Finding HMA-LMA subgraphs

Find all Python code used on this page here: sponge_queries.py

With all networks and the HMA-LMA links available via the Neo4j database, we can start considering associations that could be linked to HMA-LMA status. For example, we might try to recover all associations between taxa that are both associated to HMA status in some way, with the query below:


MATCH p=(:Type {name: 'HMA'})--()--(:Taxon)--(:Edge)--(:Taxon)--()--(:Type {name: 'HMA'}) RETURN p LIMIT 25

This query first matches the HMA node and then passes through either a Class or Phylum node to connect to an association, which should similarly be connected to the HMA node.

Cytoscape is an open source platform for visualizing networks; if you have not yet installed it, download it from the Cytoscape homepage. If we want to export the subgraph of HMA and LMA associations to Cytoscape, we can adapt the above query to connect associations to a new network node. The easiest way to do this, is via the mako API, which you can access via a Python interpreter. For instructions on starting the interpreter, please see the API section of the manual. Make sure to adjust the driver configuration settings for your instance of Neo4j.


from mako.scripts.io import IoDriver
import os

loc = os.getcwd() 

driver = IoDriver(uri='neo4j://localhost:7688',
                  user='neo4j',
                  password='test',
                  filepath=loc,
                  encrypted=False)

driver.write("MERGE (n:Network {name: 'HMA_network'}) RETURN n")

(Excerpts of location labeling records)
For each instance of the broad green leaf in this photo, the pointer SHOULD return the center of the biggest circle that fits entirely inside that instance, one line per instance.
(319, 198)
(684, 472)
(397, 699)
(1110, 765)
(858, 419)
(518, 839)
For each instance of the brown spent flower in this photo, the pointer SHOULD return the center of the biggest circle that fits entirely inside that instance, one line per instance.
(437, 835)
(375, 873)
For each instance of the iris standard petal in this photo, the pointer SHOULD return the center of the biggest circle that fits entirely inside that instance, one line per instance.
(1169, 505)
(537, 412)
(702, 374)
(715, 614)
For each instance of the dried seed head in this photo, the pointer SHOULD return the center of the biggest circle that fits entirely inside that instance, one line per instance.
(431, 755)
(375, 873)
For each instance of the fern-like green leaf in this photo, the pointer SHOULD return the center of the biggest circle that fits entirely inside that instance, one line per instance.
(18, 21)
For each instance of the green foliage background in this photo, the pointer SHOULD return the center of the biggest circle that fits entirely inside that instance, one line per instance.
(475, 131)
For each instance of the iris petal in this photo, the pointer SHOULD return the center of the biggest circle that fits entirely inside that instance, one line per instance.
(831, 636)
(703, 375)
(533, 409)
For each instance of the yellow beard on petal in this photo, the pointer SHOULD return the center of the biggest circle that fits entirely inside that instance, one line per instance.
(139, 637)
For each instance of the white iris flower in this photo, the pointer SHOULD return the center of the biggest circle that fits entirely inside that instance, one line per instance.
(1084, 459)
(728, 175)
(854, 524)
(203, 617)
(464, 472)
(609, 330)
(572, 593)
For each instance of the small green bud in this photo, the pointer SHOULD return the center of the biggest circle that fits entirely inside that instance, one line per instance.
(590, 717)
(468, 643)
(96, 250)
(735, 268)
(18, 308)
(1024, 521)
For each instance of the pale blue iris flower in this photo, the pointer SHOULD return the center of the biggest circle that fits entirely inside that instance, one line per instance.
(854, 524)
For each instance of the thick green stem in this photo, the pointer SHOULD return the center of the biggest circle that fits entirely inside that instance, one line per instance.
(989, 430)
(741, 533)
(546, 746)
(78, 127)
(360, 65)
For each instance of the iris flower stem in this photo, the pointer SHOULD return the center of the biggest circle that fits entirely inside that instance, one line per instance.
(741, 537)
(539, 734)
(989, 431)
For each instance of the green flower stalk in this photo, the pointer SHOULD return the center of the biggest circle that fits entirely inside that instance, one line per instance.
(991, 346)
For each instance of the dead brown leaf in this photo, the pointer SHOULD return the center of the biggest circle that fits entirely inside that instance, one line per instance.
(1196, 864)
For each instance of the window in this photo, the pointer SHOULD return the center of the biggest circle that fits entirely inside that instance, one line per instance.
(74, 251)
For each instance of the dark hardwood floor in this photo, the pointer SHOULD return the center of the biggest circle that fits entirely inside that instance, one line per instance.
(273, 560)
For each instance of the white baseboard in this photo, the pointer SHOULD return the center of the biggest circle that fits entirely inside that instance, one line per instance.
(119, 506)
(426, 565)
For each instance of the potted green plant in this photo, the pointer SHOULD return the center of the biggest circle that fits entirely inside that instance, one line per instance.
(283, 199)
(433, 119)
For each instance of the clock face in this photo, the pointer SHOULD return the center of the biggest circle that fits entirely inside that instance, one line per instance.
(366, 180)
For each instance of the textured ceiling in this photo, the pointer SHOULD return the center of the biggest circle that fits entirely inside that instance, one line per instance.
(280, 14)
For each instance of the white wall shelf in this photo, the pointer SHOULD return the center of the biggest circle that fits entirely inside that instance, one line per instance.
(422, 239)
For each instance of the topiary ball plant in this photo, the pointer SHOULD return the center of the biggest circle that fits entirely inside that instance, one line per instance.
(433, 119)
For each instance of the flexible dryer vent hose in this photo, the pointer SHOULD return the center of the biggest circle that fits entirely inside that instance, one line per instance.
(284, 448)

PROBLEMS AND TASKS
A) Based on the page about HMA-LMA subgraphs, answer yes or no to each statement below and quote the words that decide it.
(i) Cytoscape is described as an open source platform for visualizing networks.
(ii) The first query passes through either a Class or a Phylum node.
(iii) The first query returns at most 50 paths.
B) List every keyword argument passed to IoDriver in the Python code on the page about HMA-LMA subgraphs.

SOLVED PROBLEMS
A)
(i) Yes: "Cytoscape is an open source platform for visualizing networks"
(ii) Yes: "passes through either a Class or Phylum node"
(iii) No: "RETURN p LIMIT 25"

B) uri, user, password, filepath, encrypted